**REQUIRED TASK**
Lay out the data below as a Markdown table with the columns No. and Text, giving each line a row number. Include everything from the line containing "the dry shrub" down to the final line of the data, leaving out any blank lines.

::: EXCERPTED DATA :::

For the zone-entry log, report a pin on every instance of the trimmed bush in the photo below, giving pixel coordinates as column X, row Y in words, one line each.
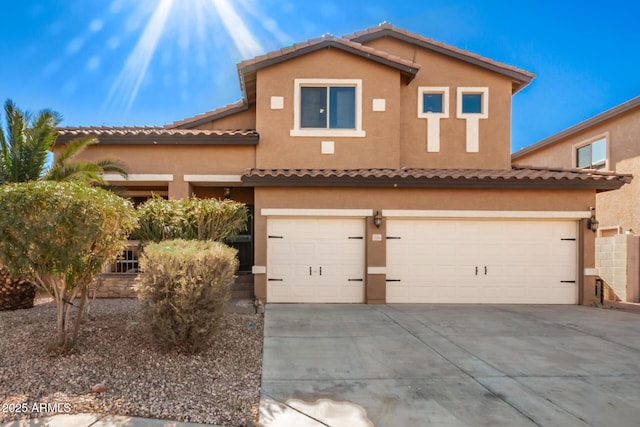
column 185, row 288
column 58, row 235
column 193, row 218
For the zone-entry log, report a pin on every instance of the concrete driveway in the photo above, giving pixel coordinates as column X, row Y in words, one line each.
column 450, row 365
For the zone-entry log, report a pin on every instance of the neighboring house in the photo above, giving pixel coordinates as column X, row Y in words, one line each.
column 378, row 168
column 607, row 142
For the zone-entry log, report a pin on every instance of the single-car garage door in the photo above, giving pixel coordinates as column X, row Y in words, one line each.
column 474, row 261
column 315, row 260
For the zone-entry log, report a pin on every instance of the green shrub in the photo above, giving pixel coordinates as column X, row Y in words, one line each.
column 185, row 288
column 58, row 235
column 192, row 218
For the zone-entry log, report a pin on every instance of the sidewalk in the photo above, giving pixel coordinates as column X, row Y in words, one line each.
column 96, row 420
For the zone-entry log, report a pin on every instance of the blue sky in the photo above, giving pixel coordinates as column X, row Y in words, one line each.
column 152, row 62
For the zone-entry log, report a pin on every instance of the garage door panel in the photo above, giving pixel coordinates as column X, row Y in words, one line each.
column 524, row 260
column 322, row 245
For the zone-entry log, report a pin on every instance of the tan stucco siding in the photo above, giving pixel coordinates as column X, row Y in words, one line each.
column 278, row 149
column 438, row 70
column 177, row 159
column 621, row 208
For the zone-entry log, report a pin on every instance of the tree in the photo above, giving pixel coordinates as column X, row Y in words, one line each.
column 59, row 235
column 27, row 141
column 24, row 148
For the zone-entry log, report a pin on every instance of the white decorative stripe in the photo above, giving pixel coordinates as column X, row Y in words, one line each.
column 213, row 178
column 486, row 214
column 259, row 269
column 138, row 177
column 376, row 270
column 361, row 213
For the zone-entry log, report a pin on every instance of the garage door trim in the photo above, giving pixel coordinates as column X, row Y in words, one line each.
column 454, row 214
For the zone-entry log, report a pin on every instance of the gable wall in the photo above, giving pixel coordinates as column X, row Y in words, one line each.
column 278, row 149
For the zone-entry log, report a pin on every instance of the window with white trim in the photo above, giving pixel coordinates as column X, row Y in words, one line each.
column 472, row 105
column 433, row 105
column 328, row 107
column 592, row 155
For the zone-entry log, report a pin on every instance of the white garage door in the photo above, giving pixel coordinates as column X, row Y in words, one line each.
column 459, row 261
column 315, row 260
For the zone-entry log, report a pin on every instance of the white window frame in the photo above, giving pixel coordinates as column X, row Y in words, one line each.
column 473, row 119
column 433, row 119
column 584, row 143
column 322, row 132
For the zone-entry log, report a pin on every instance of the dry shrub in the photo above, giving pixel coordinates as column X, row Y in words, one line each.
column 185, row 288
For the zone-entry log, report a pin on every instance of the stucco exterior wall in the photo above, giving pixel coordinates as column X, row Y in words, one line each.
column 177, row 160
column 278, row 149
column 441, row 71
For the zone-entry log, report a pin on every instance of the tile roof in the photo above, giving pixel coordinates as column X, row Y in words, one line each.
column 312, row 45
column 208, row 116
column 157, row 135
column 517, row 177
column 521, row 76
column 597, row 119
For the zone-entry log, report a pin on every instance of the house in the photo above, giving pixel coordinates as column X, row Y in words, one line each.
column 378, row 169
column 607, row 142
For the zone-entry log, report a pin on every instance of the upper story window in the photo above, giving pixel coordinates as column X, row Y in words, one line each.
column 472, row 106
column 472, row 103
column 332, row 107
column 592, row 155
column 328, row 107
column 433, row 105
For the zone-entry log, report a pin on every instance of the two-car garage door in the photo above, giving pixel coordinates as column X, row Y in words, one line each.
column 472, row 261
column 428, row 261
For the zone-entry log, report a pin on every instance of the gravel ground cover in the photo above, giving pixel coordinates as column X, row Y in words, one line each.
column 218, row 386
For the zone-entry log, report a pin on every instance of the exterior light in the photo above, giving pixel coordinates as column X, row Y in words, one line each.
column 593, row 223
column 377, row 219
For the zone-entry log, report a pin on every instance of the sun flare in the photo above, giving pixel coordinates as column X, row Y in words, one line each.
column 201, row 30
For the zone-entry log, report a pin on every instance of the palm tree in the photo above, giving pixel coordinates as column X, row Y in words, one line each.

:::

**PROBLEM SOLUTION**
| No. | Text |
|---|---|
| 1 | For the zone-entry log, report a pin on every instance of the dry shrub in the photo above, giving pixel coordinates as column X, row Y in words, one line each. |
| 2 | column 185, row 288 |
| 3 | For the zone-entry log, report a pin on every instance of the stucco exterior wall in the photo above, giving pixel coordinates as column X, row Y in words, one line each. |
| 4 | column 177, row 160 |
| 5 | column 278, row 149 |
| 6 | column 441, row 71 |
| 7 | For the zone-entry log, report a pin on every instance of the tile roof in the photo above, giving pixel coordinates as column X, row Y in words, one line each. |
| 8 | column 312, row 45 |
| 9 | column 208, row 116 |
| 10 | column 157, row 135 |
| 11 | column 517, row 177 |
| 12 | column 521, row 76 |
| 13 | column 597, row 119 |
| 14 | For the zone-entry log, report a pin on every instance of the house in the photo above, giving pixel coordinates as column X, row Y in words, one line each. |
| 15 | column 378, row 169 |
| 16 | column 607, row 142 |
| 17 | For the zone-entry log, report a pin on every instance of the upper story window in the photo above, giving pixel coordinates as column X, row Y in words, one line each. |
| 18 | column 472, row 106 |
| 19 | column 472, row 103 |
| 20 | column 332, row 107 |
| 21 | column 592, row 155 |
| 22 | column 328, row 107 |
| 23 | column 433, row 105 |
| 24 | For the zone-entry log, report a pin on every instance of the two-car garage door in the photo above, giving pixel coordinates as column X, row Y in words, one line each. |
| 25 | column 472, row 261 |
| 26 | column 428, row 261 |
| 27 | For the zone-entry log, report a pin on every instance of the gravel ground cover in the photo above, giving pixel coordinates as column X, row Y in words, one line each. |
| 28 | column 218, row 386 |
| 29 | For the zone-entry log, report a pin on every instance of the exterior light in the photo above, giving pixel coordinates as column X, row Y in words, one line each. |
| 30 | column 593, row 223 |
| 31 | column 377, row 219 |
| 32 | For the zone-entry log, report a pin on every instance of the sun flare in the photo above, giving pixel coordinates as column X, row Y in words, one line each. |
| 33 | column 201, row 30 |
| 34 | For the zone-entry log, report a pin on every instance of the palm tree in the photo above, giving pixel coordinates as column X, row Y in words, one line each. |